* OBJECTIVE: Please render the lines below, from the line containing "Report one point per instance of the floor" through the line containing "[[84, 146], [154, 184], [114, 151]]", both included, as a numbered list, leaving out any blank lines. List only those lines.

— start DATA SUPPLIED —

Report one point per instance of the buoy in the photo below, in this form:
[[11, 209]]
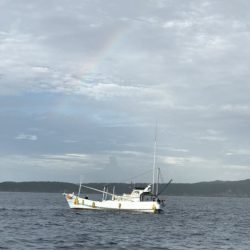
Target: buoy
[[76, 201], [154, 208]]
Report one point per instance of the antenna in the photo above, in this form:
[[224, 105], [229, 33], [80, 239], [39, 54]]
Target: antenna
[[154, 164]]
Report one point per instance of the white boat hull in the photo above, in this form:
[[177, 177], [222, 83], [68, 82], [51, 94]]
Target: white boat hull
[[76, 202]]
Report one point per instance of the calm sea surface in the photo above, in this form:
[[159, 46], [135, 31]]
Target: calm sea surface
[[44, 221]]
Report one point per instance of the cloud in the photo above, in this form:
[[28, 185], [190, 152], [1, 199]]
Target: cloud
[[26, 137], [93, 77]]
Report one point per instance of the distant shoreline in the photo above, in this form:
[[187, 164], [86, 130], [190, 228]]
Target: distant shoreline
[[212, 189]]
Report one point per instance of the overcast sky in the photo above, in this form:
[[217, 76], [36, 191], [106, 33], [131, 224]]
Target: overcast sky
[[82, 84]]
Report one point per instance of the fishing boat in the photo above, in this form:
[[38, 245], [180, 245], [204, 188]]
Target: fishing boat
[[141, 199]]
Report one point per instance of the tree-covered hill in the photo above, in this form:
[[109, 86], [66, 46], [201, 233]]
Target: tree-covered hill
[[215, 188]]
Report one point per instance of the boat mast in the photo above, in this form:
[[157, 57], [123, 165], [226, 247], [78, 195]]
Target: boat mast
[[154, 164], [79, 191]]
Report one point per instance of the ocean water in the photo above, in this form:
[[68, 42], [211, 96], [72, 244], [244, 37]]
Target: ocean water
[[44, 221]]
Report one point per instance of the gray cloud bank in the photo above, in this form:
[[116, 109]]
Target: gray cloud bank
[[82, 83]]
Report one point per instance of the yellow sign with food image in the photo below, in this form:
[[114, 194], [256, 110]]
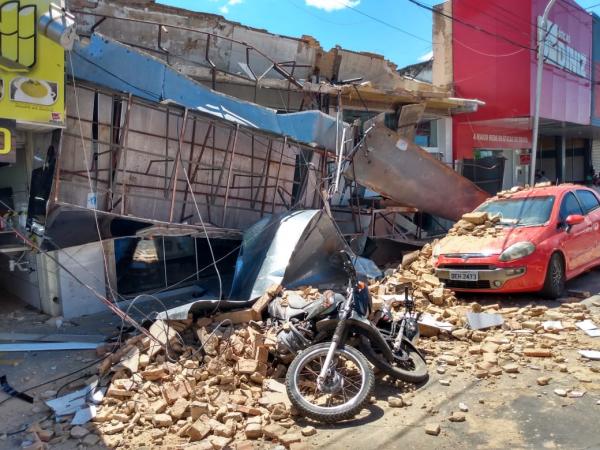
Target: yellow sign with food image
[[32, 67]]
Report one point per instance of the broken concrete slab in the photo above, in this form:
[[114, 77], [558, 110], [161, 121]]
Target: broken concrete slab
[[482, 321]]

— end DATA SUPPLIED —
— start DATA SUPPLIED —

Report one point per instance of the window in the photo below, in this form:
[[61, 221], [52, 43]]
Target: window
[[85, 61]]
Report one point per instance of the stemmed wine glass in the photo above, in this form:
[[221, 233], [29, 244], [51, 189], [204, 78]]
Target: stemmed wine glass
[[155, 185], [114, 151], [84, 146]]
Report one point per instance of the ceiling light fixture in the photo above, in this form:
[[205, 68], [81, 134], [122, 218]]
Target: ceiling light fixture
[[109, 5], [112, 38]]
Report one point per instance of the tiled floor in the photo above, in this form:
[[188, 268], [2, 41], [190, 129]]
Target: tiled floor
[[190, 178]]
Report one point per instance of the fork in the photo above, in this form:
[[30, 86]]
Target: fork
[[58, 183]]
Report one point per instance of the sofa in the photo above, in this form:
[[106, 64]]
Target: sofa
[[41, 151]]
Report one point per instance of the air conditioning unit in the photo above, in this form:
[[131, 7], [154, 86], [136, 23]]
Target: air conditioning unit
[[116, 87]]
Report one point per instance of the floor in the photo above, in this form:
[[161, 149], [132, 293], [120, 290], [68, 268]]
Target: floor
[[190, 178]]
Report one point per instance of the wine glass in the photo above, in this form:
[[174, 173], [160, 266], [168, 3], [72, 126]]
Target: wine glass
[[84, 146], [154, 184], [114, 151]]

— end DATA SUPPLIED —

* EXERCISE ANSWER:
1. Report one point per instance of the floor in the photo above, in this form:
2. [[161, 149], [132, 293], [120, 290], [68, 268]]
3. Target: floor
4. [[190, 178]]
5. Report one point per instance of the wine glass in the photo above, in this form:
6. [[174, 173], [160, 266], [168, 3], [72, 126]]
7. Target: wine glass
8. [[84, 146], [154, 184], [114, 151]]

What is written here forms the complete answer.